> [WHAT IS NEEDED]: Please show each line of the listing where "ball" is present.

> [THE RECORDS]:

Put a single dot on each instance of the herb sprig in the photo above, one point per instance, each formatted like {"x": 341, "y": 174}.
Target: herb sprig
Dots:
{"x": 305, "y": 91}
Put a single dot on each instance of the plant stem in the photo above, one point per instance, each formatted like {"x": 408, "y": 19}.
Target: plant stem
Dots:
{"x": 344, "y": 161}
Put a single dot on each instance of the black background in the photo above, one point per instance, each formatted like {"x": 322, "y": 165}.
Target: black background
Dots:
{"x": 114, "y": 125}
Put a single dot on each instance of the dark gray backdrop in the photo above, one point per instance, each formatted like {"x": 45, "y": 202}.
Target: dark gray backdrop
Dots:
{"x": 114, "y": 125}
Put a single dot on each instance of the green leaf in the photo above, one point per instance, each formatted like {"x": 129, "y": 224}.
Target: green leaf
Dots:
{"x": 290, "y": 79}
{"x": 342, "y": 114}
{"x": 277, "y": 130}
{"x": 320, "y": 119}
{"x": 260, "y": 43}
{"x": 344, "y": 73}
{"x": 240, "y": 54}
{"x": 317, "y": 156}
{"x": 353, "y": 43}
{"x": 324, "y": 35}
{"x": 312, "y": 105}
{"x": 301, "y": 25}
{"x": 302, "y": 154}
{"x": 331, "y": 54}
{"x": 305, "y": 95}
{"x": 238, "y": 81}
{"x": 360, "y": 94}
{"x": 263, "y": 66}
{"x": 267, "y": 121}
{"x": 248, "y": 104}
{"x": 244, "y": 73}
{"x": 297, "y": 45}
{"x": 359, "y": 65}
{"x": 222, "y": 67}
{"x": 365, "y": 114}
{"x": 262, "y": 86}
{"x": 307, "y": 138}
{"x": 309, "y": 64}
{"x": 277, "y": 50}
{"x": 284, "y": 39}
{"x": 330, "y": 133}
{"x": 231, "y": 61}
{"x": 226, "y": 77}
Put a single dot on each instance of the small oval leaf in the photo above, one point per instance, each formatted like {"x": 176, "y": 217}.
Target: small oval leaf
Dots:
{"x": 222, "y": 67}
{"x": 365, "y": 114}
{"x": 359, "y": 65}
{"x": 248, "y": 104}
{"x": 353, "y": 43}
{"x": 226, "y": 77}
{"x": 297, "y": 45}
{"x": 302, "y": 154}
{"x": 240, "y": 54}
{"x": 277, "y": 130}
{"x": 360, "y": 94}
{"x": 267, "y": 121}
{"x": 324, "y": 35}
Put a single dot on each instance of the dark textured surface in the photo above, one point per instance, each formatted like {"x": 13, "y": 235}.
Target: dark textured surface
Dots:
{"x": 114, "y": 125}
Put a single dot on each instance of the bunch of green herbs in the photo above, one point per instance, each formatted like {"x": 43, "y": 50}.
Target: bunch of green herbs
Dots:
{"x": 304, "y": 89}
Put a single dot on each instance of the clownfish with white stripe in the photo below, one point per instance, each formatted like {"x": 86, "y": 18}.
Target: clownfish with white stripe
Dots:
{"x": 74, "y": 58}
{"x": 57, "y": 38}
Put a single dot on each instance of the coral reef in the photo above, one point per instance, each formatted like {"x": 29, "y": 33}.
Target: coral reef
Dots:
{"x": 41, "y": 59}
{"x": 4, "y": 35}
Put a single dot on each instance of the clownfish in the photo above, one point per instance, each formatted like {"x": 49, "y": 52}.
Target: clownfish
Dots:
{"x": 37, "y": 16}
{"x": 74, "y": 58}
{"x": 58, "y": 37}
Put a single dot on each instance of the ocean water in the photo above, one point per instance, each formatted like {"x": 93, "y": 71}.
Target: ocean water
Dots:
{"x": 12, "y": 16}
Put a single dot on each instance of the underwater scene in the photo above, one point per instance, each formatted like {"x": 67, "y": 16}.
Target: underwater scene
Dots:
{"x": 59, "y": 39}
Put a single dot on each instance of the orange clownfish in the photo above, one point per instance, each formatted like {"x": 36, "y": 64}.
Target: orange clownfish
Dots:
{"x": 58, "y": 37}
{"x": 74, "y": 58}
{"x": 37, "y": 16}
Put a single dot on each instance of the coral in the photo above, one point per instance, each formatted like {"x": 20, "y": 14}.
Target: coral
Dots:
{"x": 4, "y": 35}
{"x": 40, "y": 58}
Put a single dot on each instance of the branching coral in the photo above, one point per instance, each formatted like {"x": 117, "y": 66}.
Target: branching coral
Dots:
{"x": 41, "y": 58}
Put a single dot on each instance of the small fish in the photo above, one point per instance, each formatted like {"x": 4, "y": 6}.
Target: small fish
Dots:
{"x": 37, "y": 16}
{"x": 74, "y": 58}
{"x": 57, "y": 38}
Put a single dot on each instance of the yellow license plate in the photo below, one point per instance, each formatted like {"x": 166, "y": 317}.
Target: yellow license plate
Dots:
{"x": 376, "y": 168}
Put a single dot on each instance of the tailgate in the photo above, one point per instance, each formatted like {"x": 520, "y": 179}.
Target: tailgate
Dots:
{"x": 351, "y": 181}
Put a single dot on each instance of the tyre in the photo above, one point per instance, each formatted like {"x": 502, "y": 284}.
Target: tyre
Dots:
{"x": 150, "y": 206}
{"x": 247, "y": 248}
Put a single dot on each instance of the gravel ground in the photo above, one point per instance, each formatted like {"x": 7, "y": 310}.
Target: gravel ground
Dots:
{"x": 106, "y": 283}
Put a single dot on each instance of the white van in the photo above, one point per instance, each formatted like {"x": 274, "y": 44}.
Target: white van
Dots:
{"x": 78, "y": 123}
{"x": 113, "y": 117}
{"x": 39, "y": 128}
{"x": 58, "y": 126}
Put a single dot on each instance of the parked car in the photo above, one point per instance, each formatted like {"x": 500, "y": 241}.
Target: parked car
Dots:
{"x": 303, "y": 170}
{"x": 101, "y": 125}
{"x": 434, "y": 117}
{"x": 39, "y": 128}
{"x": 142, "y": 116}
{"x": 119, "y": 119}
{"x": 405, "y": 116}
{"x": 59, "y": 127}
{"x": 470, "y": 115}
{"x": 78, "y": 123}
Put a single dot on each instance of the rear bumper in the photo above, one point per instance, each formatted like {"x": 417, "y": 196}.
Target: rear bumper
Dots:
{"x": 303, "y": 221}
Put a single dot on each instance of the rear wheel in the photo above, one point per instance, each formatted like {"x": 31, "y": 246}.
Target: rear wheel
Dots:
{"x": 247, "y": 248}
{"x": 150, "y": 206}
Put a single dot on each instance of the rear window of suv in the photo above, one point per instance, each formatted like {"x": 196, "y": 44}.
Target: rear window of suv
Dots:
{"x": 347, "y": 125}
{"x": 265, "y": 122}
* * *
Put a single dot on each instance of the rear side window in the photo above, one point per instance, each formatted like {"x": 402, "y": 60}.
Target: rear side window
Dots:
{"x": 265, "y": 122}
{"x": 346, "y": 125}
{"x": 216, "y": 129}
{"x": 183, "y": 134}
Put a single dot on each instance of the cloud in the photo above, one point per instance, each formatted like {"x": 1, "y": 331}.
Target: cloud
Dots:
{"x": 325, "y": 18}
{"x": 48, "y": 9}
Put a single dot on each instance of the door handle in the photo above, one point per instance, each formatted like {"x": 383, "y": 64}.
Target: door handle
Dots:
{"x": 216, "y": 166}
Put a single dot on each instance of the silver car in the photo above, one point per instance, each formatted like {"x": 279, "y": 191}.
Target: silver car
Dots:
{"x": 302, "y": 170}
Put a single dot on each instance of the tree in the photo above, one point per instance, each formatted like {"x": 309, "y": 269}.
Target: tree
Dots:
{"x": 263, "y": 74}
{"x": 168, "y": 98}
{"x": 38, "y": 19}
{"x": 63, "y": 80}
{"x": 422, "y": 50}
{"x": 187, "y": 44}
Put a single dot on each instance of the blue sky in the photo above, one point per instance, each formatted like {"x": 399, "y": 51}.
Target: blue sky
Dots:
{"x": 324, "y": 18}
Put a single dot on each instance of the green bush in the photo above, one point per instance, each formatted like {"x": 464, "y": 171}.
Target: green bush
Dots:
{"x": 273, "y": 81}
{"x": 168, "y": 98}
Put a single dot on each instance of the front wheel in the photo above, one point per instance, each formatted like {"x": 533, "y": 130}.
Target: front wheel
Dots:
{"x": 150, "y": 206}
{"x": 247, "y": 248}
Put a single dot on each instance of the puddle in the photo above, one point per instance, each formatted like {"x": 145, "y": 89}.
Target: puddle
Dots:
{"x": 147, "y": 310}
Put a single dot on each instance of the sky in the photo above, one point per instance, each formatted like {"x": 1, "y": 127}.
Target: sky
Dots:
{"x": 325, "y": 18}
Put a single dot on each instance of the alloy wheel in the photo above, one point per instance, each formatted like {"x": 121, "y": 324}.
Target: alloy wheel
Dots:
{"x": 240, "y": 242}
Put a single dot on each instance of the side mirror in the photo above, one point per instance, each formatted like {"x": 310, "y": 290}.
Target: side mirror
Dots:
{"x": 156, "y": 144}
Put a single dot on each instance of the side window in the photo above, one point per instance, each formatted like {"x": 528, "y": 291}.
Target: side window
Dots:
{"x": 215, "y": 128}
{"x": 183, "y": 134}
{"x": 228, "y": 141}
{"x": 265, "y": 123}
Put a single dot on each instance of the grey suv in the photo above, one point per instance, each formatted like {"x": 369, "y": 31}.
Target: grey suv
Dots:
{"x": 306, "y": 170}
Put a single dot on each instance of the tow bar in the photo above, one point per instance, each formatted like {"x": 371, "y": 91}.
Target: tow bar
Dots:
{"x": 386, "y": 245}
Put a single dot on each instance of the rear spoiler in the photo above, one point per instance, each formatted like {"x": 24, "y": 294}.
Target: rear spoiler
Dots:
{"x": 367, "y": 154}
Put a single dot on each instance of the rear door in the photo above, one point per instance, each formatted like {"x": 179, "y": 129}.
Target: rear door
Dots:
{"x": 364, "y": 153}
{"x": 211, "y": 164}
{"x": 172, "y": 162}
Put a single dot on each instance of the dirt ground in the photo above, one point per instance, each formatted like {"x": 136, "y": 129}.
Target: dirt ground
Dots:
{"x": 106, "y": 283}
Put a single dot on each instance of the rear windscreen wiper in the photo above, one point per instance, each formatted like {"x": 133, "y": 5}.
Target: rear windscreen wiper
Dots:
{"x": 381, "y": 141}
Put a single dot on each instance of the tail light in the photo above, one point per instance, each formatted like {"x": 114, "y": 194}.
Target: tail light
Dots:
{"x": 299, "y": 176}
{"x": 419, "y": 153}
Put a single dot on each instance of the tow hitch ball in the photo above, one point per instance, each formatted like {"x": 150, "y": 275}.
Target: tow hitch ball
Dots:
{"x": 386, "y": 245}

> [RESULT FOR THIS EXERCISE]:
Put a single dot on each instance of the tow hitch ball in the photo above, one point per instance, each formatted like {"x": 150, "y": 275}.
Target: tow hitch ball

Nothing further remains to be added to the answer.